## Description of the task
All lines from the one with "hey friend, do me a solid and find the eggplant" to the end of the entries below must be written out exactly. Leave out any other line.

Records drawn from a dataset:
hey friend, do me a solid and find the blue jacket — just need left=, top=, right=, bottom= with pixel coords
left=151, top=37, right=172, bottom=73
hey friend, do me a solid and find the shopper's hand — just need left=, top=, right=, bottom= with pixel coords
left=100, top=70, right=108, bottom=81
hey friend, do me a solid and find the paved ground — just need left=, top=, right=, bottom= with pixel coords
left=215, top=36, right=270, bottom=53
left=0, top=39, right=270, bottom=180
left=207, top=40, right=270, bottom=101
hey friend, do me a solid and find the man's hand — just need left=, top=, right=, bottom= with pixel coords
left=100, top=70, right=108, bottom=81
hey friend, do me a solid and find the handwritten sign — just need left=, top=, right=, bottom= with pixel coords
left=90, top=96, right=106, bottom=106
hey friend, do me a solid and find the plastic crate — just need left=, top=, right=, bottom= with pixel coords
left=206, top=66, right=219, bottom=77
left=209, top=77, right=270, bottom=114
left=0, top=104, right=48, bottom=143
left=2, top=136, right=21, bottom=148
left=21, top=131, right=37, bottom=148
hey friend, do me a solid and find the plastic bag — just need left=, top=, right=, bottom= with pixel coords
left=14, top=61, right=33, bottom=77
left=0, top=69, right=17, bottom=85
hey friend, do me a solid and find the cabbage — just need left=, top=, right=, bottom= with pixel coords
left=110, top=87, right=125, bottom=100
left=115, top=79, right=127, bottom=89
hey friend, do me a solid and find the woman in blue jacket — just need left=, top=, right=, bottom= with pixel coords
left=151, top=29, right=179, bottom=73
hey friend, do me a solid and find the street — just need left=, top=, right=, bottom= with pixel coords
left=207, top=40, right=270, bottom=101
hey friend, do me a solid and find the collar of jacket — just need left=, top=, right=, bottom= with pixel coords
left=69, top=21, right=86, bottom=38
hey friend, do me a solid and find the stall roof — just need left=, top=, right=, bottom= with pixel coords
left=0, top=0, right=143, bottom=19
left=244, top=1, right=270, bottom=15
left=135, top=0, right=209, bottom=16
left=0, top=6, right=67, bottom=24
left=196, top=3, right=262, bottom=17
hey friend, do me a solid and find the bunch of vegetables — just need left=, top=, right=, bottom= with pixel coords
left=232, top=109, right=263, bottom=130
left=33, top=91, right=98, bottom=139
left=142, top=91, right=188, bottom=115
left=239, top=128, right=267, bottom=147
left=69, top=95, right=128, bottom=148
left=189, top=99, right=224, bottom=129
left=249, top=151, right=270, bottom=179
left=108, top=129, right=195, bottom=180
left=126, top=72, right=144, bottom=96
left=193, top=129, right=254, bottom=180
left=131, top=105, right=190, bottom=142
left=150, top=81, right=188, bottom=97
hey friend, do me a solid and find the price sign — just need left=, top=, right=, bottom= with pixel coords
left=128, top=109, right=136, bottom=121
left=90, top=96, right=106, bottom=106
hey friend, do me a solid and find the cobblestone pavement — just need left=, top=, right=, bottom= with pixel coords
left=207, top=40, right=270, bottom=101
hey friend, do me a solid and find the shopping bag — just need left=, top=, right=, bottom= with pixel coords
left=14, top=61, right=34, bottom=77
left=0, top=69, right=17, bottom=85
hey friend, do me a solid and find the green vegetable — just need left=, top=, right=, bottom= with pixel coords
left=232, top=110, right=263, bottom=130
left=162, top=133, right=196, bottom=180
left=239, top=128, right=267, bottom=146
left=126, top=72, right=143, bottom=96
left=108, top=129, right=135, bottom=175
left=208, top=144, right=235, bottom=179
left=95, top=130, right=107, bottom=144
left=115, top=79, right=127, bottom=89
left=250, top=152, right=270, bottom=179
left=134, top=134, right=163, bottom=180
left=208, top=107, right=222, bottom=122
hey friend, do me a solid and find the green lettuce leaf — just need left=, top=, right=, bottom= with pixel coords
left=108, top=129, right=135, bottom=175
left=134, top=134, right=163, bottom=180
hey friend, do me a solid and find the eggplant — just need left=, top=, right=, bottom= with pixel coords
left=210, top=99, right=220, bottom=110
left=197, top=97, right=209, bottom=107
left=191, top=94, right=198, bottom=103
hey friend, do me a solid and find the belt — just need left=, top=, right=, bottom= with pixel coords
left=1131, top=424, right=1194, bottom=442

## Result of this exercise
hey friend, do me a solid and find the eggplant — just need left=, top=, right=, bottom= with pixel coords
left=210, top=99, right=220, bottom=110
left=197, top=97, right=209, bottom=107
left=191, top=94, right=198, bottom=103
hey friend, do me a solid and find the belt — just need left=, top=, right=, bottom= with pixel coords
left=1131, top=424, right=1194, bottom=442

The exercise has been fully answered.